Begin Record extracts
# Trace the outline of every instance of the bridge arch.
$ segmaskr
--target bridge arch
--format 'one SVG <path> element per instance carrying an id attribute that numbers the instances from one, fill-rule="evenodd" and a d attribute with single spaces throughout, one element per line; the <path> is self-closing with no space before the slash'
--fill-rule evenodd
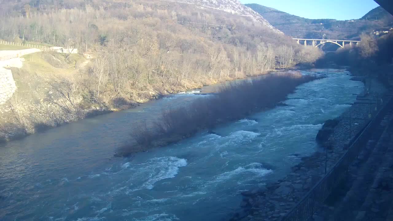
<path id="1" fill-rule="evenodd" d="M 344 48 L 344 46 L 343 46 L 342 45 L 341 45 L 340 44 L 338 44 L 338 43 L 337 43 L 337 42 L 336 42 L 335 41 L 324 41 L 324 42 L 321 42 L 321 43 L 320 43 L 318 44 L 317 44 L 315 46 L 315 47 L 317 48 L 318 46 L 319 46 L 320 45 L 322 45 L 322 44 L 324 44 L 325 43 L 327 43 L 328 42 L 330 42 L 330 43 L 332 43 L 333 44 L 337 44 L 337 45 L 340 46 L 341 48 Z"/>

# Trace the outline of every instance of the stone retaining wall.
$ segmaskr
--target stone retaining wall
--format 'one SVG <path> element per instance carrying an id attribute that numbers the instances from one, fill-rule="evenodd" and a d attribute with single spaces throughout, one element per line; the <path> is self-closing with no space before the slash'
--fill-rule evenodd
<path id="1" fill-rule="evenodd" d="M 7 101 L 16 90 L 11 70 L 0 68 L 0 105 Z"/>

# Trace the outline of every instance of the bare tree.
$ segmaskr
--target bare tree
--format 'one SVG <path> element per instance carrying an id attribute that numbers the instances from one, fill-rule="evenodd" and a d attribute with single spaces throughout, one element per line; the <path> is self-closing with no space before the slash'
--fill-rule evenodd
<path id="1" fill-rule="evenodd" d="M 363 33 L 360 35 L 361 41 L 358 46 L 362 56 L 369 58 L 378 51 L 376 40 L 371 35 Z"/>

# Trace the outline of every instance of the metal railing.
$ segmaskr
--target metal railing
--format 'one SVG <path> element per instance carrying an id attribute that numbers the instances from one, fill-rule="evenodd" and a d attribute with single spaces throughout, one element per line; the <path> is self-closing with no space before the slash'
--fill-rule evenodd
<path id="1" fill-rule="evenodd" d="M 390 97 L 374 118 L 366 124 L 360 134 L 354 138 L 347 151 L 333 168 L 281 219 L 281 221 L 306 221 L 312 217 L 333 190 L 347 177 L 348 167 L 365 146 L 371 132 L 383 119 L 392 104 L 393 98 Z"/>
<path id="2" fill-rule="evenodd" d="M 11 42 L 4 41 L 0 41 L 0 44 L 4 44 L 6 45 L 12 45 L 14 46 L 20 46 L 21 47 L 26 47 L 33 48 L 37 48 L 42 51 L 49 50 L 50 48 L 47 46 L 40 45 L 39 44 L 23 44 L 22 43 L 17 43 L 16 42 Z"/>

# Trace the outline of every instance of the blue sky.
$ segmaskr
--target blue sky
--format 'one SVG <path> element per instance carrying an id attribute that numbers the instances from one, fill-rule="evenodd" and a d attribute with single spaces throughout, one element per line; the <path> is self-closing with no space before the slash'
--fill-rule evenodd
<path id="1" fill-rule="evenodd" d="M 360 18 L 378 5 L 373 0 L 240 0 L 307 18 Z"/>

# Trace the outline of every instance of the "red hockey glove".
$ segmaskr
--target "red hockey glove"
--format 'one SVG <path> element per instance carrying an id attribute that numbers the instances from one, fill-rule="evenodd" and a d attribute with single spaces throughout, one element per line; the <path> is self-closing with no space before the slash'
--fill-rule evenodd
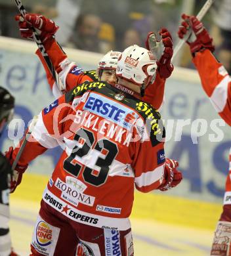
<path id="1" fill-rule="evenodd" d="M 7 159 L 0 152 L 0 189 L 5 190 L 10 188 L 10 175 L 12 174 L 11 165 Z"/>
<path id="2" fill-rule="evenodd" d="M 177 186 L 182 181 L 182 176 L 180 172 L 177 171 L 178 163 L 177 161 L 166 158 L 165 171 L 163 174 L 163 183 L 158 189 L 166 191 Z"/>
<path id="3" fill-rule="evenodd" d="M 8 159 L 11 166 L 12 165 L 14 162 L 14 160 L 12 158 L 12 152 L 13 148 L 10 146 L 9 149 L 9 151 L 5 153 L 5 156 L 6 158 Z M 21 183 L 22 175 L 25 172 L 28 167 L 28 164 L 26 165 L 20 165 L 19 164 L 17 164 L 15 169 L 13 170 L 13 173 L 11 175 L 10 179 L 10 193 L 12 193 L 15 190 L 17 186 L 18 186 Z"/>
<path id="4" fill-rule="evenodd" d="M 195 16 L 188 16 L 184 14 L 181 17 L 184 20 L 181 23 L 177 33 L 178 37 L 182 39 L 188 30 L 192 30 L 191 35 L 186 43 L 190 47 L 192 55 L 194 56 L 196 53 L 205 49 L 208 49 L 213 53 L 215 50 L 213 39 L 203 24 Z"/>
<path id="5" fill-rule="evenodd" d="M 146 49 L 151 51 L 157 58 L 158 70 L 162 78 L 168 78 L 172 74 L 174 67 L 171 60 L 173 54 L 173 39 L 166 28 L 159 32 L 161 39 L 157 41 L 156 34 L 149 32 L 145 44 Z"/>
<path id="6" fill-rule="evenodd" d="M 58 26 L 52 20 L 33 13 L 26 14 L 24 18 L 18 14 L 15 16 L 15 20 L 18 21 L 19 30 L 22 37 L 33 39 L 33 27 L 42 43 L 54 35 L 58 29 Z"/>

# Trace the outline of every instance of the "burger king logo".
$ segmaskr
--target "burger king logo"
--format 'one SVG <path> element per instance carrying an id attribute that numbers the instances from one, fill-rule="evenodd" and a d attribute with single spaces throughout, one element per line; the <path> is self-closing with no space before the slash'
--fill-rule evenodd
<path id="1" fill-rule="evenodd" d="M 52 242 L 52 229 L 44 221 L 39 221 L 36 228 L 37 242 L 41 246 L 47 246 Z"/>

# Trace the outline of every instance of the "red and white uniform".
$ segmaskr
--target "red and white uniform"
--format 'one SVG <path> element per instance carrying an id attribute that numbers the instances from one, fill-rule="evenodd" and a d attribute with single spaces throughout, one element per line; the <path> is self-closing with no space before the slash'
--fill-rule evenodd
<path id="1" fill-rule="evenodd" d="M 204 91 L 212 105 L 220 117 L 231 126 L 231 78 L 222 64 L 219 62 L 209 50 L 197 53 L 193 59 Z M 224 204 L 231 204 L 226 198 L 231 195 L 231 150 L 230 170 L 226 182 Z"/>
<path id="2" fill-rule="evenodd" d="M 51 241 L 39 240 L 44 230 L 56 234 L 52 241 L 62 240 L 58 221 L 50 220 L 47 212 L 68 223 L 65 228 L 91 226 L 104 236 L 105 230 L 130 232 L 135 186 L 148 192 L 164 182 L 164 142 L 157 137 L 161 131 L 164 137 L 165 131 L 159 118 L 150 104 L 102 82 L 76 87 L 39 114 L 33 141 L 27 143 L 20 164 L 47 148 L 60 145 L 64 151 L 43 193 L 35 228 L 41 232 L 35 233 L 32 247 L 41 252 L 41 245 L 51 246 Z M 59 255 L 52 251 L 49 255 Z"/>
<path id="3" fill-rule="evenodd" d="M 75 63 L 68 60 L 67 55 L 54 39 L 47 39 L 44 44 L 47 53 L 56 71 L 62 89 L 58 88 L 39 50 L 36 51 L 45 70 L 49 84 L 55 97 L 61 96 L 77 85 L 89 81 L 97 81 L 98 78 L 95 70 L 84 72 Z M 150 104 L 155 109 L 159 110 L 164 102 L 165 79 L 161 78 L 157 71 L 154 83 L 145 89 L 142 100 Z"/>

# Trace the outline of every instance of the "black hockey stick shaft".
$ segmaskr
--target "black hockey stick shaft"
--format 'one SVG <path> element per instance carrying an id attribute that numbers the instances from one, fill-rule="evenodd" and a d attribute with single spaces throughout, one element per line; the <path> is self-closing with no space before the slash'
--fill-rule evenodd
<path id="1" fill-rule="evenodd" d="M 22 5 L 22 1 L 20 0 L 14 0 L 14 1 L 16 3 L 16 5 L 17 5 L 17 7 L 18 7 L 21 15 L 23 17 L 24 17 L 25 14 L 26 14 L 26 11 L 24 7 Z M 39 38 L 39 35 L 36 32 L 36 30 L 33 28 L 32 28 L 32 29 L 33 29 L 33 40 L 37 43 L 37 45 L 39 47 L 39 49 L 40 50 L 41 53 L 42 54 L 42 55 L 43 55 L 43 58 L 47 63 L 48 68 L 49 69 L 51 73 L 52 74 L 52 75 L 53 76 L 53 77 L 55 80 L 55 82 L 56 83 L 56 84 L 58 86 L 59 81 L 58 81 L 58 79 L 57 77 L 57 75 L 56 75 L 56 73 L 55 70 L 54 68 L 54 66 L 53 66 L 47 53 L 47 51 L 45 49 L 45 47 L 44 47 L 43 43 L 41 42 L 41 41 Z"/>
End Record extracts
▶ **Instructions for the task**
Repeat the rows above word for word, starting at the first line and ending at the line that contains "344 48 L 344", with both of those lines included. Leave the pictures out of your answer.

▶ **Solution to the exercise**
# Trace the outline of every instance of the bridge arch.
$ segmaskr
--target bridge arch
--format 'one SVG <path> element per instance carrying an id attribute that numbers the instances from one, fill-rule="evenodd" and a d attribute with single spaces throughout, one element per line; the <path> is self-closing with no space before the slash'
--fill-rule evenodd
<path id="1" fill-rule="evenodd" d="M 344 48 L 344 46 L 343 46 L 342 45 L 341 45 L 340 44 L 338 44 L 338 43 L 337 43 L 337 42 L 336 42 L 335 41 L 324 41 L 324 42 L 321 42 L 321 43 L 320 43 L 318 44 L 317 44 L 315 46 L 315 47 L 317 48 L 318 46 L 319 46 L 320 45 L 322 45 L 322 44 L 324 44 L 325 43 L 327 43 L 328 42 L 330 42 L 330 43 L 332 43 L 333 44 L 337 44 L 337 45 L 340 46 L 341 48 Z"/>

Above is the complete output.